Kimerly Roschah –Directrice du Seattle Art Museum
Plus qu’un musée, le Seattle Art Museum (SAM) est constitué de trois sites : l’établissement principal du centre-ville, l’Asian Art Museum, dans Volunteer Park, et l’Olympic Sculpture Park, en front de mer. Un défi dans une ville en pleine expansion où le mécénat règne en maître.
The Good Life : Quelle était la situation du SAM quand vous êtes arrivée en 2012 ?
Kimerly Roschah : En 2007, le musée avait été agrandi en partenariat avec la Washington Mutual Bank. Le SAM était propriétaire de 12 étages de l’immeuble et n’en occupait que 3. Les autres étaient loués par une banque qui a fait faillite en 2008. Fragilisé par l’agrandissement et par l’ouverture du parc de sculptures, le musée a traversé une grave crise financière. Telle était la situation à mon arrivée. Les choses se sont arrangées grâce à la venue d’un nouveau locataire, d’un refinancement du prêt immobilier et d’une économie globale qui se porte mieux. Il a fallu aussi retravailler la programmation en incluant davantage d’art contemporain.
TGL : De quoi sont constituées les collections ?
K. R. : Il s’agit d’un musée généraliste. Mais la force de notre collection, c’est l’art moderne américain de l’après-guerre. Nous avons reçu récemment le don d’une collection majeure [celle de Bagley et Virginia Wright, NDLA]. Nous avons aussi de très belles pièces d’art africain traditionnel, d’art amérindien de la côte Ouest et l’une des meilleures collections asiatiques du pays.
TGL : Quelle est l’implication des grands philanthropes de la ville ?
K. R. : Microsoft et la famille Gates sont des donateurs. Paul Allen l’est aussi, par l’intermédiaire de sa fondation. Nous avons d’ailleurs monté une exposition à partir de sa collection qui fait une tournée dans tout le pays. Starbucks est également l’un de nos partenaires, en particulier en ce qui concerne l’art contemporain. Nous n’avons pas encore réussi à faire participer Amazon, mais nous y travaillons ! Je suppose que les intérêts philanthropiques de son fondateur Jeff Bezos sont ailleurs. Mais je ne désespère pas, c’est une jeune compagnie.
TGL : Paul Allen vient d’ouvrir son propre centre d’art, le Pivot Art + Culture. Qu’en pensez-vous ?
K. R. : Réussir à atteindre le public n’est pas une chose facile. Il va lui falloir dépenser énormément d’argent, car la communauté ne sera pas forcément prête à contribuer à sa vision, du moins pas tout de suite. Il est certain que nous préférerions que ces philanthropes fassent équipe avec nous plutôt que de monter d’autres musées ou galeries et faire cavalier seul.
^^^^
## CONSIGNE
Recopiez le passage de l'entretien allant de « TGL : Paul Allen » jusqu'à « faire cavalier seul. », en substituant « beaucoup » à « énormément ».

## DONNÉES ENREGISTRÉES
^^^^
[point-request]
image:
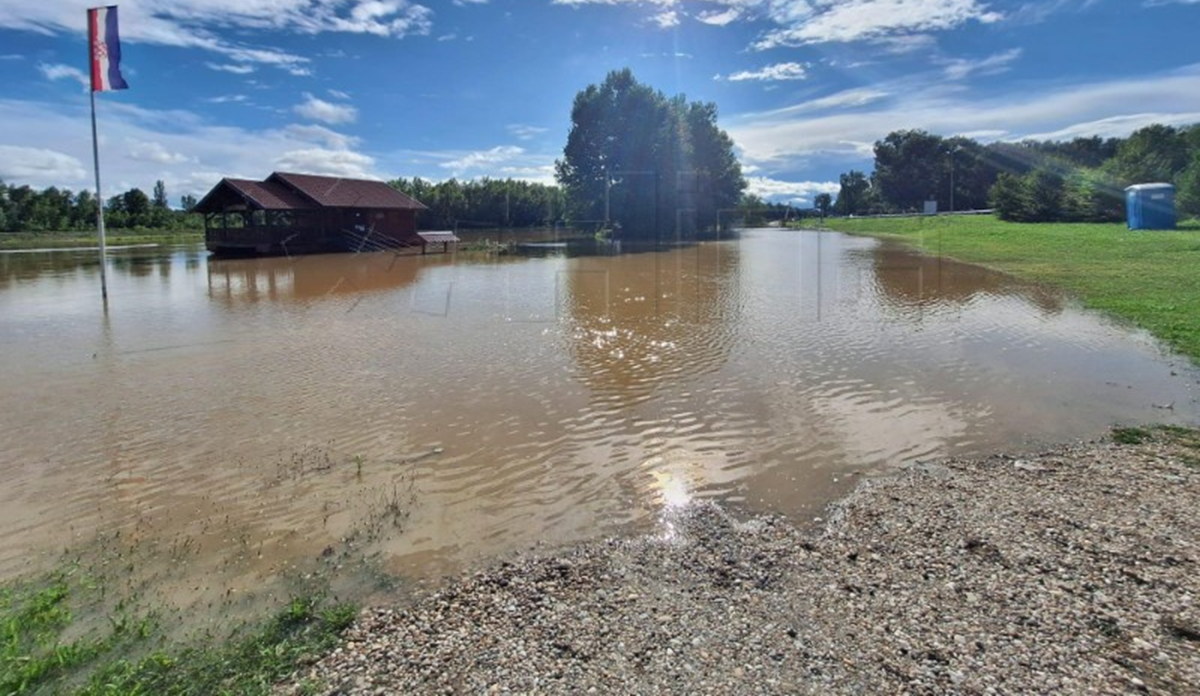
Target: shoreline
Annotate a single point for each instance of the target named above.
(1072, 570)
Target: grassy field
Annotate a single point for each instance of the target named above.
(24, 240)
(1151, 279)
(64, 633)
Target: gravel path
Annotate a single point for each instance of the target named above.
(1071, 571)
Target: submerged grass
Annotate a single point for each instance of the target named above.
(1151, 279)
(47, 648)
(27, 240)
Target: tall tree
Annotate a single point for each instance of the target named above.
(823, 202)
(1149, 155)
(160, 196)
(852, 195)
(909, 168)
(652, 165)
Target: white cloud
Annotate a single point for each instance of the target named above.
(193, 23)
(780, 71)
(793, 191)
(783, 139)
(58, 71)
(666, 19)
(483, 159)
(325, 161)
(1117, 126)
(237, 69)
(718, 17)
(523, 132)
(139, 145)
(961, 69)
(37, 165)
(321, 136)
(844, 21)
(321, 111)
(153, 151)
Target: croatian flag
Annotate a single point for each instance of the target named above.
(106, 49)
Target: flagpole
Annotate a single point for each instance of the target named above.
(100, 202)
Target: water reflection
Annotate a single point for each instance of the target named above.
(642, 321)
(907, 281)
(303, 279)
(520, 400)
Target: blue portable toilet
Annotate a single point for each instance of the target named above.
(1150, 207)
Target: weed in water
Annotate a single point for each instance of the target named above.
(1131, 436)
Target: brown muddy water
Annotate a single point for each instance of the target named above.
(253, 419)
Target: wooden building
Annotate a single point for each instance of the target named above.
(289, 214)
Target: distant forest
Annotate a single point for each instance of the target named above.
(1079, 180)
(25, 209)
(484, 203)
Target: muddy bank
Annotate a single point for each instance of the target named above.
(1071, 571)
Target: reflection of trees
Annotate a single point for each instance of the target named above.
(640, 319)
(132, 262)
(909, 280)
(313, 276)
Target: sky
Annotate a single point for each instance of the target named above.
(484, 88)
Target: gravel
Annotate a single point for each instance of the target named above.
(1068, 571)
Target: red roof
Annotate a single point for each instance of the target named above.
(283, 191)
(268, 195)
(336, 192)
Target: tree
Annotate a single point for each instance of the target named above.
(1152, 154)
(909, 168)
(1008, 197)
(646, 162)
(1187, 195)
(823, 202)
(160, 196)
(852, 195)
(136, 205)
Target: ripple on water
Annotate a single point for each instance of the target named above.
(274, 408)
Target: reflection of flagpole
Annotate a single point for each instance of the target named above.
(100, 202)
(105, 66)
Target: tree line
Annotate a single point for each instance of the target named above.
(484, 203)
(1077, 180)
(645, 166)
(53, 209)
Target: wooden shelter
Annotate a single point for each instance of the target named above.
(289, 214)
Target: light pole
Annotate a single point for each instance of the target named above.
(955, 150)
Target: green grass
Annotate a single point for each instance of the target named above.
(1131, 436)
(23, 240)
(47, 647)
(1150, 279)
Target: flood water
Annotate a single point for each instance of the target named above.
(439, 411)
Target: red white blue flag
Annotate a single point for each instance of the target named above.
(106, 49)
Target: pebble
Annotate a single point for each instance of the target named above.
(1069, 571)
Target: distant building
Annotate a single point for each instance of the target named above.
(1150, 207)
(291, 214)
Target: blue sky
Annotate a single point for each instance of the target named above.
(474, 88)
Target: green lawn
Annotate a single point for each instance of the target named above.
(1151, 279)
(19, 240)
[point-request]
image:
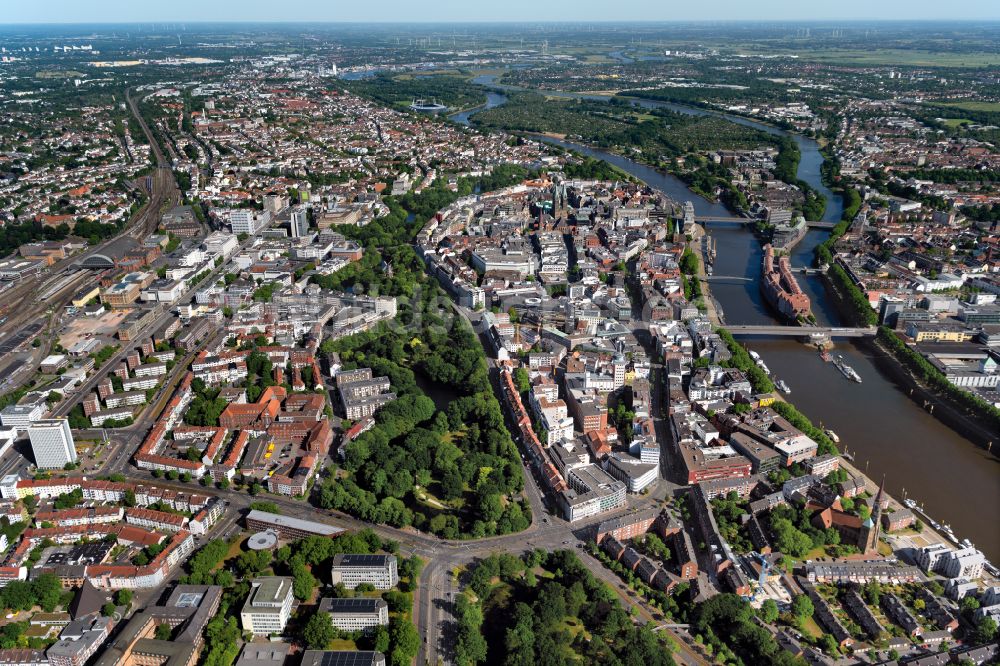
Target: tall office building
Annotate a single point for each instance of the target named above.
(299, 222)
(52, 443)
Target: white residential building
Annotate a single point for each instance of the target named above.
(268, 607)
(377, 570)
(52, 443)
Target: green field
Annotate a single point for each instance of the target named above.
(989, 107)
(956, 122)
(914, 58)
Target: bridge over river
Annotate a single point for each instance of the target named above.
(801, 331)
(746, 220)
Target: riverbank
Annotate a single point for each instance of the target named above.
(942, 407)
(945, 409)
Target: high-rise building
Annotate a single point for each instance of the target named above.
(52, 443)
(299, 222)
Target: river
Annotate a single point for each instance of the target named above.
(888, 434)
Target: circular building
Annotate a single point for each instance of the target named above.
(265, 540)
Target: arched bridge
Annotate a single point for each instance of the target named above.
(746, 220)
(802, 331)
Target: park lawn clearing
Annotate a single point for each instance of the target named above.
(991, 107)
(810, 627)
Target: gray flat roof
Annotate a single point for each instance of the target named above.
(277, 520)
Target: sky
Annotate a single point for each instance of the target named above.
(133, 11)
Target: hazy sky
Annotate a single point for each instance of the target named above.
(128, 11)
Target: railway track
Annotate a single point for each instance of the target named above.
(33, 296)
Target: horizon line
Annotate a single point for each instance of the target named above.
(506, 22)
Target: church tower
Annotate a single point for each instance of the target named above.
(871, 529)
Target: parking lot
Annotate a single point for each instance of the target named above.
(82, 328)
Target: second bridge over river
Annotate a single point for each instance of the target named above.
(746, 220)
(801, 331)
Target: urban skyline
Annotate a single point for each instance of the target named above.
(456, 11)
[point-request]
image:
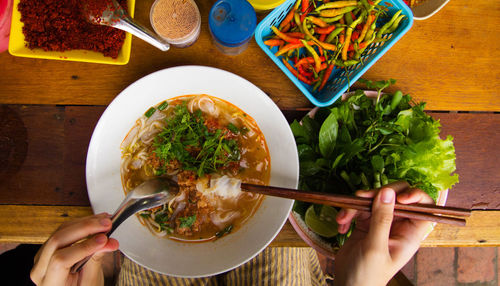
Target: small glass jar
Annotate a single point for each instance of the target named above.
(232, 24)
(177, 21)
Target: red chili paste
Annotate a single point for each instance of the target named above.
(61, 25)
^^^^
## SOLUTION
TGL : Paul Allen vient d’ouvrir son propre centre d’art, le Pivot Art + Culture. Qu’en pensez-vous ?
K. R. : Réussir à atteindre le public n’est pas une chose facile. Il va lui falloir dépenser beaucoup d’argent, car la communauté ne sera pas forcément prête à contribuer à sa vision, du moins pas tout de suite. Il est certain que nous préférerions que ces philanthropes fassent équipe avec nous plutôt que de monter d’autres musées ou galeries et faire cavalier seul.